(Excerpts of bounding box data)
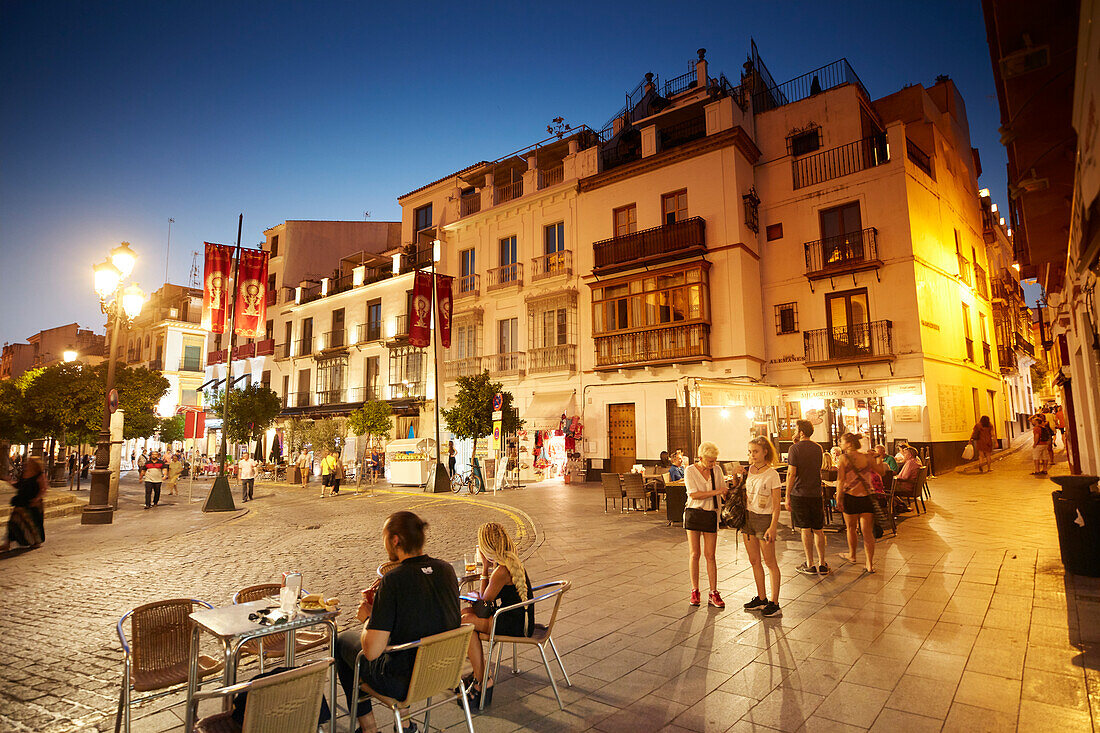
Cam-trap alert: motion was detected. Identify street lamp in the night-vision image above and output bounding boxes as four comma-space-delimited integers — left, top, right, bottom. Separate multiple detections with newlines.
81, 242, 145, 524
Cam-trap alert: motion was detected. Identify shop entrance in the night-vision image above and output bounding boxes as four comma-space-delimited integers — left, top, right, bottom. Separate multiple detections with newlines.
607, 402, 637, 473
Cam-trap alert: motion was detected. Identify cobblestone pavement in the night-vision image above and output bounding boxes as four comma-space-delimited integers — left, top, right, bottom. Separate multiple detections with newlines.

What this task involves:
Rescale the data above by writing out every line again, requests included, with each bounding box coordinate in the answers multiplied by 1.85 and rounded to a whole number, halves going up. Leave the pictures out.

Task solution:
Cam-trap alert: motion was detected. Identify street lamp in the night-vision image above and output bounding boxes as four comma-space-delimited integers — left, top, right, bottom. Separate multiple detections with newlines.
150, 448, 268, 969
Cam-trap alert: motion was detected. Identify shop entrance in the night-vision image above and output bounding boxes as four comma-space-delimited integers — left, top, right, bottom. Separate multiple detections with newlines.
1123, 744, 1178, 875
Cam-trap alert: motion was detected. Identify cobblestone pavement in the night-vision image above and output bounding boxes as four comma-space-delimited integers — left, top, right, bottom. Separate multiple detections with newlines.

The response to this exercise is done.